What you will do. Any image in the records is to be dropped, and everything else duplicated precisely.

Records shown.
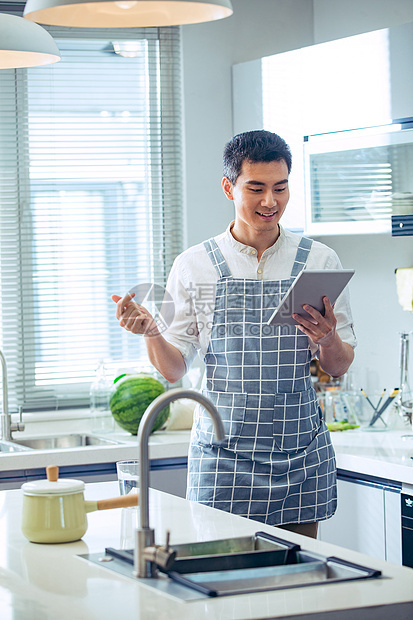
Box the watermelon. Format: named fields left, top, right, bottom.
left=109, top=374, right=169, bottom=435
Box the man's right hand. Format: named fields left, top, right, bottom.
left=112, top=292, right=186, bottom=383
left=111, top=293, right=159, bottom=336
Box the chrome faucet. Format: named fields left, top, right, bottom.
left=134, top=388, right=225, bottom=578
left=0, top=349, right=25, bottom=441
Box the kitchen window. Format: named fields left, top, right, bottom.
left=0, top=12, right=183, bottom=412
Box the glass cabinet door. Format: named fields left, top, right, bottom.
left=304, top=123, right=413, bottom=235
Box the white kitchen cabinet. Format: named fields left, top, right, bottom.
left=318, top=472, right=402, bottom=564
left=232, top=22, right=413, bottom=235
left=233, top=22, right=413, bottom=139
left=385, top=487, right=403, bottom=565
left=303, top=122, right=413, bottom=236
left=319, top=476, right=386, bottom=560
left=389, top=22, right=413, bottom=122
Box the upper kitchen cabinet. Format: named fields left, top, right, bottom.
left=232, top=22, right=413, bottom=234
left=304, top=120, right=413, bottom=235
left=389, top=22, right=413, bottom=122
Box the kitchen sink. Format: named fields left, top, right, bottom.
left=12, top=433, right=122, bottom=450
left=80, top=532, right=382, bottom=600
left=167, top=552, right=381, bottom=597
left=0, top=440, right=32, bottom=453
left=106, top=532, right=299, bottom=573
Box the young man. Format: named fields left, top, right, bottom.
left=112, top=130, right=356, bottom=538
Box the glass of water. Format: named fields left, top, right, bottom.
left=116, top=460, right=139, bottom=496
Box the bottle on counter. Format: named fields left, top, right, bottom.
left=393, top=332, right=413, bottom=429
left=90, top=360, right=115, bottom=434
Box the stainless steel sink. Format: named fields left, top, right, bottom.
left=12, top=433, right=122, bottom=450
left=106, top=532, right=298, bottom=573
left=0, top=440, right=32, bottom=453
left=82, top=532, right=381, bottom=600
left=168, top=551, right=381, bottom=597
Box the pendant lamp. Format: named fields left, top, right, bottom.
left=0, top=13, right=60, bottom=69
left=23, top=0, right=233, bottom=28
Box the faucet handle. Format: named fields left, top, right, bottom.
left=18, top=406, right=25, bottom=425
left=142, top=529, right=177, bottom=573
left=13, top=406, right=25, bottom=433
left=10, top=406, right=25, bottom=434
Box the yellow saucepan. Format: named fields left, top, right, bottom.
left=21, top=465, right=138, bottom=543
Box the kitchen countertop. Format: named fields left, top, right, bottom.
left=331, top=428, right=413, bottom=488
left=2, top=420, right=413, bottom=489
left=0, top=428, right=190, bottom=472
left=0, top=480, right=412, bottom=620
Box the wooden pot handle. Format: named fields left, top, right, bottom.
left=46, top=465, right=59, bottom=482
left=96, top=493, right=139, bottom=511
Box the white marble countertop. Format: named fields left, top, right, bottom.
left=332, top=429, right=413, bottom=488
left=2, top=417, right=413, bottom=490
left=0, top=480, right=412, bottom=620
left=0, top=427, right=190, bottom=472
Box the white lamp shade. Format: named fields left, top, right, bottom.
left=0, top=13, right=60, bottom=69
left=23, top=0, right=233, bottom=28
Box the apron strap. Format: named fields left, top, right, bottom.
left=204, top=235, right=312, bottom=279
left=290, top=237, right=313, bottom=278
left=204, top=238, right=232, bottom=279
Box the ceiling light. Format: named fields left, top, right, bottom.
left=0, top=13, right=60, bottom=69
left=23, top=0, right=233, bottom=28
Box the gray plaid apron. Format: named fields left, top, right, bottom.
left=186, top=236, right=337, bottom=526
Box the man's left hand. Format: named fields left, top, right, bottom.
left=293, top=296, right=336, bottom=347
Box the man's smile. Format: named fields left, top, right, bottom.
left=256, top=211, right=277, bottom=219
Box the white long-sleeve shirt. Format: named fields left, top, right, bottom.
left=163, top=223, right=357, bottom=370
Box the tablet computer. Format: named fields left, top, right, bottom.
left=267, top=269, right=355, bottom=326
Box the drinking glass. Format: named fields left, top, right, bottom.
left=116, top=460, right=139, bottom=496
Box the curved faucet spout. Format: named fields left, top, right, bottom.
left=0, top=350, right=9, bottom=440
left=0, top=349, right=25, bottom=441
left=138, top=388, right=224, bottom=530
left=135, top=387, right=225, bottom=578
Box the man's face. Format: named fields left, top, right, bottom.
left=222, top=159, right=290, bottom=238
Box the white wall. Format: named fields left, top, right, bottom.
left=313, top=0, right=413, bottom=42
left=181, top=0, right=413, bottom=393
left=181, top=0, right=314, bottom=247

Task result.
Box the watermelon. Format: named fields left, top, right, bottom.
left=109, top=374, right=169, bottom=435
Box the man's right hand. Format: named fields left, top, right, bottom.
left=112, top=292, right=186, bottom=383
left=111, top=293, right=159, bottom=336
Box the chrome faucet. Format: named fields left, top, right, bottom.
left=134, top=388, right=225, bottom=578
left=0, top=349, right=25, bottom=441
Box the kitchen window. Format: named fields left, top, right, bottom.
left=0, top=12, right=183, bottom=412
Box the glass cabinet door. Format: named fields left, top, right, bottom.
left=304, top=123, right=413, bottom=235
Box the white kitchen cabinet. Format: named fields left, top, right, bottom.
left=318, top=472, right=402, bottom=564
left=232, top=22, right=413, bottom=235
left=233, top=22, right=413, bottom=139
left=385, top=487, right=403, bottom=565
left=303, top=122, right=413, bottom=236
left=319, top=476, right=386, bottom=560
left=389, top=22, right=413, bottom=122
Box the upper kitchen cabinet. Format: named fields left, top, right, bottom.
left=232, top=22, right=413, bottom=234
left=304, top=120, right=413, bottom=235
left=389, top=22, right=413, bottom=122
Box the kitchen sink. Format: named fields left, top, right, bottom.
left=12, top=433, right=122, bottom=450
left=80, top=532, right=382, bottom=600
left=167, top=552, right=381, bottom=597
left=0, top=440, right=32, bottom=453
left=106, top=532, right=299, bottom=573
Box the young man. Format: named fields left, top, right, bottom.
left=112, top=130, right=356, bottom=538
Box the glass of water. Format: named fields left, top, right, bottom.
left=116, top=460, right=139, bottom=496
Box the bottle on counter. Format: named fields left, top, right, bottom.
left=393, top=332, right=413, bottom=429
left=90, top=360, right=115, bottom=434
Box the stainless steel sink. Format: named fields left, top, right, bottom.
left=12, top=433, right=122, bottom=450
left=106, top=532, right=298, bottom=573
left=0, top=440, right=32, bottom=453
left=82, top=532, right=381, bottom=600
left=168, top=551, right=381, bottom=597
Box the pendant lamp. Format: named fields left, top, right, bottom.
left=0, top=13, right=60, bottom=69
left=23, top=0, right=233, bottom=28
Box the faucet handle. Format: named fields left, top, right, bottom.
left=18, top=406, right=25, bottom=425
left=142, top=529, right=177, bottom=573
left=13, top=406, right=25, bottom=433
left=10, top=406, right=25, bottom=434
Box the yellow saucepan. Format: named fields left, top, right, bottom.
left=21, top=465, right=138, bottom=543
Box the kitchen countertop. Format: named fields left, top, right, bottom.
left=331, top=428, right=413, bottom=488
left=2, top=420, right=413, bottom=489
left=0, top=428, right=190, bottom=472
left=0, top=480, right=412, bottom=620
Box the wooden pot handle. Format: named fields left, top, right, bottom.
left=46, top=465, right=59, bottom=482
left=96, top=493, right=139, bottom=511
Box the white marble countertop. Format: named fields left, top, right, bottom.
left=332, top=429, right=413, bottom=488
left=2, top=417, right=413, bottom=490
left=0, top=480, right=412, bottom=620
left=0, top=427, right=190, bottom=472
Box the white lamp shade. Format: named fields left, top, right, bottom.
left=0, top=13, right=60, bottom=69
left=23, top=0, right=233, bottom=28
Box the apron strap. Format: named fields left, top, right, bottom.
left=204, top=235, right=312, bottom=279
left=290, top=237, right=313, bottom=278
left=204, top=238, right=232, bottom=279
Box the ceiling light. Format: named fields left, top, right, bottom.
left=0, top=13, right=60, bottom=69
left=23, top=0, right=233, bottom=28
Box the gray plaid apron. Format: named fields left, top, right, bottom.
left=186, top=236, right=337, bottom=526
Box the man's left hand. Format: named fields left, top, right, bottom.
left=293, top=296, right=336, bottom=347
Box the man's smile. Format: named fields left, top, right, bottom.
left=256, top=211, right=277, bottom=219
Box the white long-sleeve shirt. Format: named fields left, top, right, bottom.
left=163, top=223, right=357, bottom=370
Box the tablet computer. Format: named fields left, top, right, bottom.
left=267, top=269, right=355, bottom=326
Box the drinking glass. Format: named fields left, top, right, bottom.
left=116, top=460, right=139, bottom=496
Box the curved faucet spout. Format: named fields left, top, right, bottom.
left=0, top=350, right=9, bottom=440
left=0, top=349, right=25, bottom=441
left=138, top=388, right=224, bottom=530
left=135, top=387, right=225, bottom=578
Box the man's face. Format: named fields left, top, right, bottom.
left=222, top=159, right=290, bottom=238
Box the white wall. Format: named fields left, top, right, bottom.
left=313, top=0, right=413, bottom=42
left=181, top=0, right=413, bottom=393
left=181, top=0, right=314, bottom=247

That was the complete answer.